Write out all of the entries below again, replacing "position given as" with "located at" wherever it occurs and keeping everything else the same. Leave the pictures out.
╔══
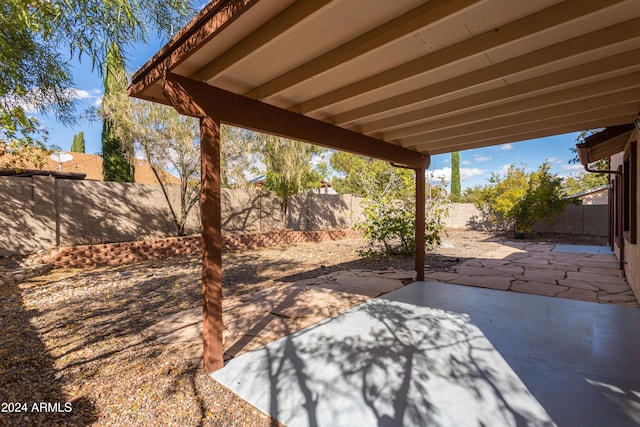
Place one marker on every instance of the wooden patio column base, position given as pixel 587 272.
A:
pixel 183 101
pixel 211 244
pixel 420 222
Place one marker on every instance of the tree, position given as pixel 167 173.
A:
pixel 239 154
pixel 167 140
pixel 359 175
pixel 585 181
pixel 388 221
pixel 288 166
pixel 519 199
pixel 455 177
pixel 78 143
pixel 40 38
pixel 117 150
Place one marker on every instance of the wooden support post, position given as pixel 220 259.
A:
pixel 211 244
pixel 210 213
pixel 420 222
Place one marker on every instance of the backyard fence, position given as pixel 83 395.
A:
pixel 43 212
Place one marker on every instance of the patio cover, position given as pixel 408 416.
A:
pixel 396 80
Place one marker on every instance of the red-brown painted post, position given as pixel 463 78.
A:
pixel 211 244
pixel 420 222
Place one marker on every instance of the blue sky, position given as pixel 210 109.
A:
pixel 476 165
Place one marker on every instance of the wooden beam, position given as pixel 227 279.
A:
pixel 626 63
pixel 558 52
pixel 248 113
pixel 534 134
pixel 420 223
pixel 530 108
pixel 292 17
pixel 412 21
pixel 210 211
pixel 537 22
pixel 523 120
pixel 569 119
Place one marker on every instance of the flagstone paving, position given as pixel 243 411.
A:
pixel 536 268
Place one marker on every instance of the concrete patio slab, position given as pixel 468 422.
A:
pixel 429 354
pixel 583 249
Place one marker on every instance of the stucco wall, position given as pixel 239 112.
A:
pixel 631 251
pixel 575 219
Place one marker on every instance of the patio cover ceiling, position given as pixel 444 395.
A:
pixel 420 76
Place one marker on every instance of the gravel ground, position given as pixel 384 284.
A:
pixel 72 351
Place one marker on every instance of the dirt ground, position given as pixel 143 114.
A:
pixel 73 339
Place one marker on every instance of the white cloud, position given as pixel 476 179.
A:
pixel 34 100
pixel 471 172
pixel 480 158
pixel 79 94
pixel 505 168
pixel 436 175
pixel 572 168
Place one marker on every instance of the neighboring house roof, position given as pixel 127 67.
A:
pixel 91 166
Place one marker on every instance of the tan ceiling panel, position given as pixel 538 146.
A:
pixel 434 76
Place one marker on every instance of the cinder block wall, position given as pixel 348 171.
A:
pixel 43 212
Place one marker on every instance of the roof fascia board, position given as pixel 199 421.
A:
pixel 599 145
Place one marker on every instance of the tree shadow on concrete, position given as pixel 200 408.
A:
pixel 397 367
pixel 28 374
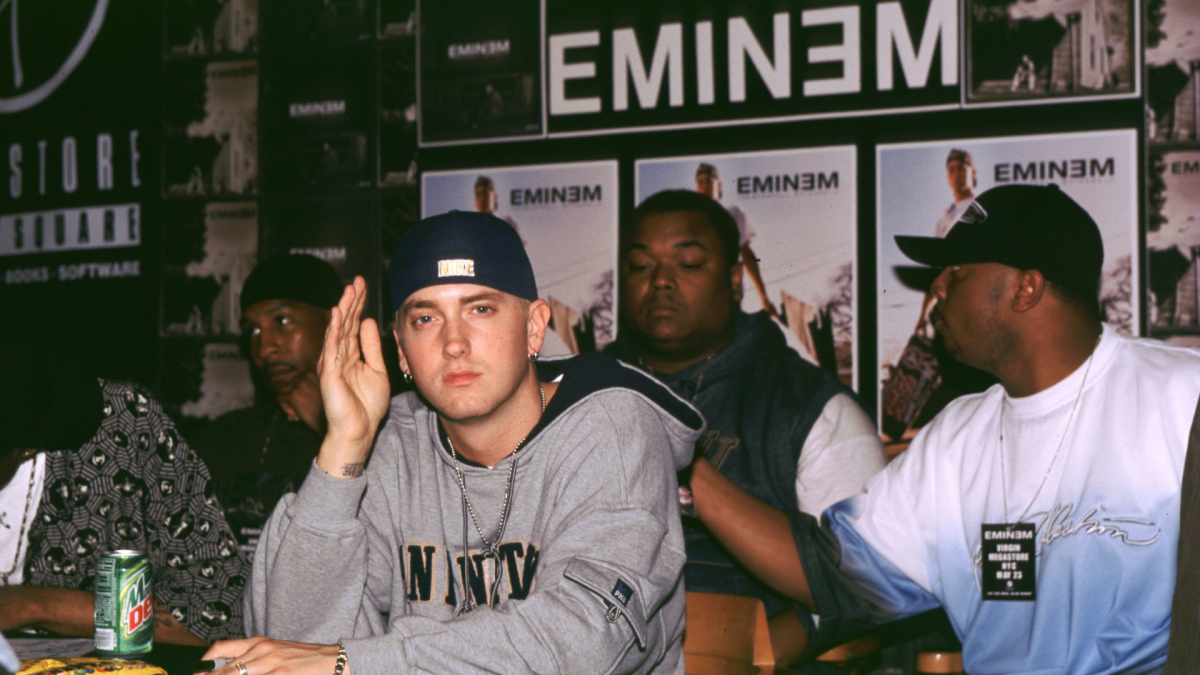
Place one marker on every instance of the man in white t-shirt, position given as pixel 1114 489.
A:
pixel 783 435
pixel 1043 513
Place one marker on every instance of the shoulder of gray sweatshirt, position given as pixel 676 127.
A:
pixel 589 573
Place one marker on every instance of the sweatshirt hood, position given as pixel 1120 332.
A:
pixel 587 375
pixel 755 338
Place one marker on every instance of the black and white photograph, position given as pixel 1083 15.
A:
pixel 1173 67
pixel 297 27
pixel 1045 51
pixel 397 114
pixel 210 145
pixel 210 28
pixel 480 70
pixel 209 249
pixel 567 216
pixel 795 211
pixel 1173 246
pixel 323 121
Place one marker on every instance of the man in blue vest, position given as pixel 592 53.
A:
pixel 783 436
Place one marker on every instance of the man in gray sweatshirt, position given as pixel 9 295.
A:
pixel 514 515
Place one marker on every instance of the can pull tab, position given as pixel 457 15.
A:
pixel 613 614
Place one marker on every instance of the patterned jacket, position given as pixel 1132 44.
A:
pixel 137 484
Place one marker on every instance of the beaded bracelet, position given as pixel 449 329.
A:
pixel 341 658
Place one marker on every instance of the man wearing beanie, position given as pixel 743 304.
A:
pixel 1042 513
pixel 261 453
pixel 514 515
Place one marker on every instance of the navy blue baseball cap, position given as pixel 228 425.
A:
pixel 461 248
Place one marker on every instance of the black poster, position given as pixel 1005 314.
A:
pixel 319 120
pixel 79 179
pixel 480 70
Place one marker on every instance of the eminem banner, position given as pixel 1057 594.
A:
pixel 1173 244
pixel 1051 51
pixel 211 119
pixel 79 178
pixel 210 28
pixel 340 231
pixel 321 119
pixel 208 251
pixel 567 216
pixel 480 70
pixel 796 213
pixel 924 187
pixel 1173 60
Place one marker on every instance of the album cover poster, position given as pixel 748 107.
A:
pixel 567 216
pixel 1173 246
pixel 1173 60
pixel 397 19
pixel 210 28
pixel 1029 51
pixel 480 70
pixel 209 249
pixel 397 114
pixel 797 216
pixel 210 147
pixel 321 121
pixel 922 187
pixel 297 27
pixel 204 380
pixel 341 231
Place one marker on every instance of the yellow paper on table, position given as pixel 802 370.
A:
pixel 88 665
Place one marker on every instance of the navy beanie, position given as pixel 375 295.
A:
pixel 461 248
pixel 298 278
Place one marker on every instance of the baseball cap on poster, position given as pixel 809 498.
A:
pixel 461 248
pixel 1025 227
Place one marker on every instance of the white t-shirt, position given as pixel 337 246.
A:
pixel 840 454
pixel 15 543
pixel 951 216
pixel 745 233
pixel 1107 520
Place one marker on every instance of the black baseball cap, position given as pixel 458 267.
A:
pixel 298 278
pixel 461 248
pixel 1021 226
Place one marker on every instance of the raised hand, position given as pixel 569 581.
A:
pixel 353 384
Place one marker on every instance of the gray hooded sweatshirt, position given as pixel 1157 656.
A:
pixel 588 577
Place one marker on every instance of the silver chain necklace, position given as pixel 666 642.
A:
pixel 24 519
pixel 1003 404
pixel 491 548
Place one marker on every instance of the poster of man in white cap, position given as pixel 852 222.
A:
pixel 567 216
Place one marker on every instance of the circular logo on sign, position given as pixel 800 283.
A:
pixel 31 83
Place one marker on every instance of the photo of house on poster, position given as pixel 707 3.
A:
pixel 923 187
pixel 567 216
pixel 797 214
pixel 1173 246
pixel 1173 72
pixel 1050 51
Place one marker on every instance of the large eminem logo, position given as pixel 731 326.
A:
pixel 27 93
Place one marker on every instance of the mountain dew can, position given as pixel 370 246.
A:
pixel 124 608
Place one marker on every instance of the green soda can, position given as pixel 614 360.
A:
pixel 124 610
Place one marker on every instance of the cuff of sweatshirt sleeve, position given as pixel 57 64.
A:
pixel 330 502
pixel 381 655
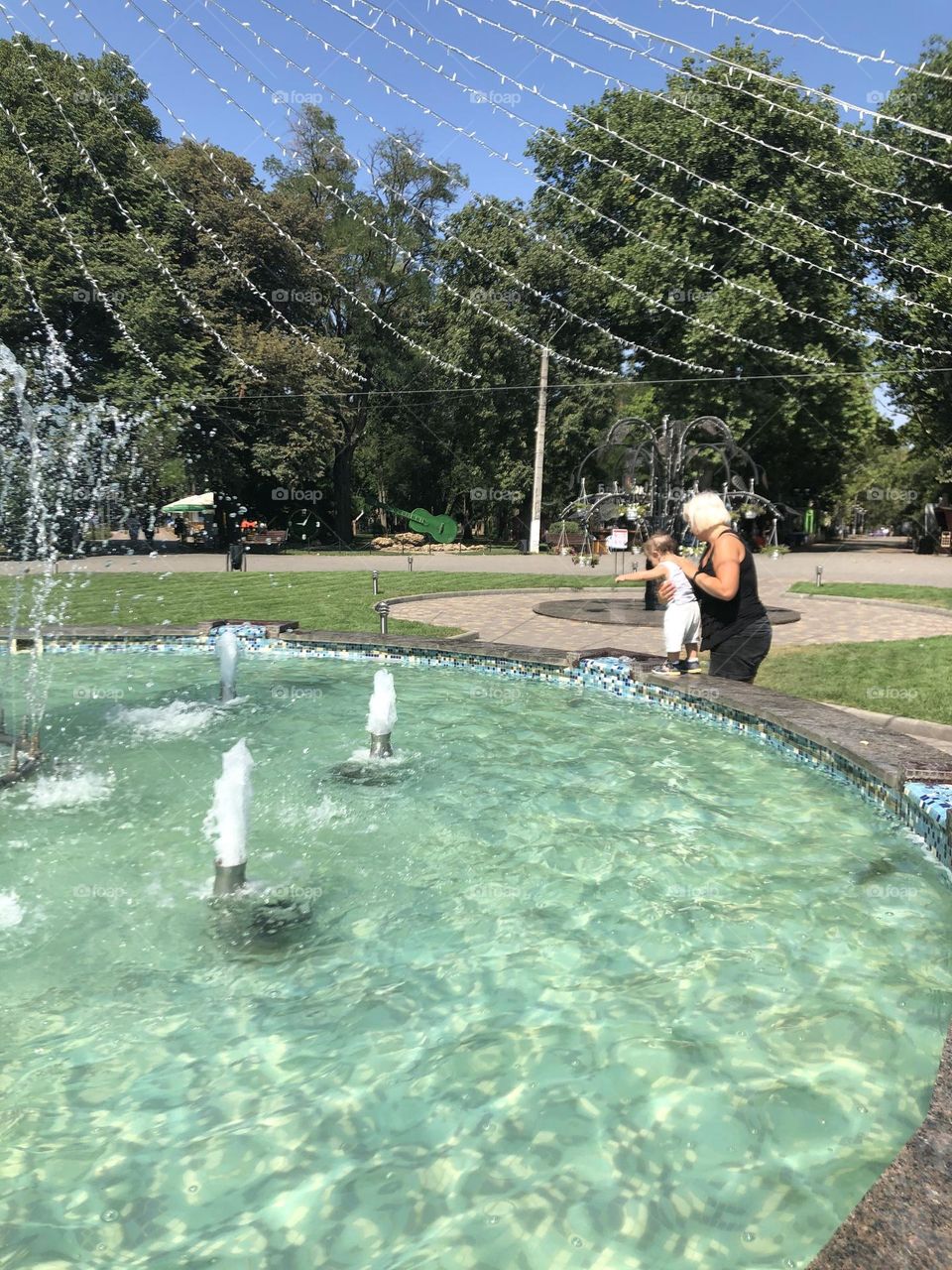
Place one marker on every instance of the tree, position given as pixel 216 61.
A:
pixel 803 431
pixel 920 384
╚══
§ **Reply to the exercise**
Place one marker on every instance of the wooden patio column base, located at pixel 587 272.
A:
pixel 183 101
pixel 211 244
pixel 420 222
Place one marker on every instance of the tree, located at pixel 167 173.
A:
pixel 239 154
pixel 167 140
pixel 359 175
pixel 585 181
pixel 388 221
pixel 288 166
pixel 519 199
pixel 455 177
pixel 78 143
pixel 40 38
pixel 117 150
Place one marker on every instance of the wooden support post, located at pixel 220 259.
A:
pixel 211 244
pixel 210 213
pixel 420 222
Place one marker on every instance of the backyard fence, located at pixel 83 395.
A:
pixel 43 212
Place one marker on every instance of the patio cover, located at pixel 408 416.
A:
pixel 396 80
Place one marker on every instance of the red-brown painted post, located at pixel 463 78.
A:
pixel 211 244
pixel 420 222
Place one marker on every instance of the blue sky, located at pixel 210 109.
A:
pixel 476 165
Place one marker on every instance of the wooden beam, located at pixel 227 279.
A:
pixel 626 63
pixel 558 52
pixel 248 113
pixel 534 134
pixel 420 223
pixel 530 108
pixel 292 17
pixel 412 21
pixel 210 211
pixel 537 22
pixel 523 120
pixel 569 119
Place one marker on every instance of the flagstone paving, located at pixel 243 411.
A:
pixel 536 268
Place one marker on every instance of the concrete patio slab, located at pixel 468 422.
A:
pixel 429 354
pixel 583 249
Place one marker on every instance of the stucco wall, located at pixel 239 112.
A:
pixel 631 251
pixel 575 219
Place one marker on every instance of the patio cover ceiling, located at pixel 444 395.
A:
pixel 420 76
Place one marker on every instance of the gravel ground, located at pixel 384 284.
A:
pixel 72 351
Place one marker on every instance of the dirt ground, located at pixel 143 114.
A:
pixel 73 339
Place one marker on every instance of the white cloud, located at pixel 476 179.
A:
pixel 34 100
pixel 471 172
pixel 480 158
pixel 79 94
pixel 505 168
pixel 436 175
pixel 572 168
Place one marker on every instance of the neighboring house roof, located at pixel 127 67.
A:
pixel 91 166
Place one marker on every instance of the tan ceiling panel, located at pixel 538 146.
A:
pixel 434 76
Place one marker on every instance of the cinder block wall, located at pixel 348 171.
A:
pixel 43 212
Place one marker on every instance of the roof fascia board, located at pixel 199 421.
A:
pixel 599 145
Place one marker on every instance of the tree shadow on concrete, located at pixel 200 408.
A:
pixel 397 367
pixel 28 374
Place one marker on every instance of the man in white t-shirt, located at pixel 1114 489.
A:
pixel 783 435
pixel 1043 513
Place one marker on every instance of the shoulder of gray sweatshirt, located at pixel 676 127.
A:
pixel 589 573
Place one marker on every instance of the sweatshirt hood, located at pixel 1120 332.
A:
pixel 587 375
pixel 755 338
Place one marker on every instance of the black and white photograph, located at pixel 1083 15.
A:
pixel 1173 67
pixel 297 27
pixel 1045 51
pixel 397 114
pixel 210 145
pixel 210 28
pixel 480 70
pixel 209 249
pixel 567 216
pixel 795 211
pixel 1173 246
pixel 323 121
Place one marker on every instance of the man in blue vest, located at pixel 592 53.
A:
pixel 783 436
Place one marker on every instance of the man in gray sweatshirt, located at pixel 9 295.
A:
pixel 514 515
Place one marker on every instance of the can pull tab, located at pixel 457 15.
A:
pixel 613 614
Place one marker on every instance of the patterned jacket, located at pixel 1132 44.
A:
pixel 137 484
Place one marker on every instance of the beaded bracelet, located at pixel 449 329.
A:
pixel 341 658
Place one marker on every instance of the man wearing beanie, located at pixel 743 304.
A:
pixel 1042 513
pixel 261 453
pixel 514 515
Place one marker on every instance of the navy blue baseball cap, located at pixel 228 425.
A:
pixel 461 248
Place one marker on every instance of the black poster, located at pixel 1005 314.
A:
pixel 319 120
pixel 79 179
pixel 480 70
Place one marker on every instance of the eminem banner, located at pixel 1057 594.
A:
pixel 1173 244
pixel 1051 51
pixel 211 119
pixel 79 178
pixel 210 28
pixel 340 231
pixel 321 119
pixel 208 251
pixel 567 216
pixel 480 70
pixel 796 213
pixel 924 187
pixel 1173 60
Place one marker on every instance of the album cover poster, located at pixel 748 107.
A:
pixel 567 216
pixel 1173 246
pixel 1173 60
pixel 397 19
pixel 210 28
pixel 1029 51
pixel 480 70
pixel 209 249
pixel 397 114
pixel 797 216
pixel 210 147
pixel 321 121
pixel 922 187
pixel 297 27
pixel 204 380
pixel 341 231
Place one marker on every instance of the yellow paper on table, located at pixel 802 370.
A:
pixel 88 665
Place one marker on every instance of the navy beanie, located at pixel 375 295.
A:
pixel 461 248
pixel 298 278
Place one marker on every instance of the baseball cap on poster, located at pixel 809 498.
A:
pixel 461 248
pixel 1025 227
Place one marker on every instance of the white t-shirt, located at pixel 337 246.
A:
pixel 840 454
pixel 15 543
pixel 951 216
pixel 745 233
pixel 1107 520
Place one marker on every instance of the black baseball cap, located at pixel 458 267.
A:
pixel 298 278
pixel 461 248
pixel 1021 226
Place one marker on every instance of the raised hand, located at pixel 569 581.
A:
pixel 353 384
Place one marker on every instance of the gray hooded sweatshirt, located at pixel 1157 656.
A:
pixel 588 577
Place one marker on every instance of the silver chain necklace, located at pixel 666 642.
A:
pixel 24 519
pixel 1003 404
pixel 491 548
Place one marker on every instance of the poster of man in white cap, located at pixel 852 222.
A:
pixel 567 216
Place one marker on every instance of the circular logo on sign, located at pixel 800 283.
A:
pixel 31 83
Place one marker on every instance of the photo of house on poster, located at pixel 707 3.
A:
pixel 923 187
pixel 567 216
pixel 797 214
pixel 1173 246
pixel 1173 72
pixel 1050 51
Place one marker on every instance of the large eminem logo, located at pixel 731 326.
A:
pixel 27 93
Place one marker on every instance of the mountain dew can, located at pixel 370 246.
A:
pixel 124 608
Place one marker on every instance of the green soda can, located at pixel 614 360.
A:
pixel 124 610
Place one marker on every instance of the cuff of sweatshirt sleeve, located at pixel 57 64.
A:
pixel 330 502
pixel 381 655
Place one marker on every instance of the tree, located at pixel 216 61.
A:
pixel 803 431
pixel 920 384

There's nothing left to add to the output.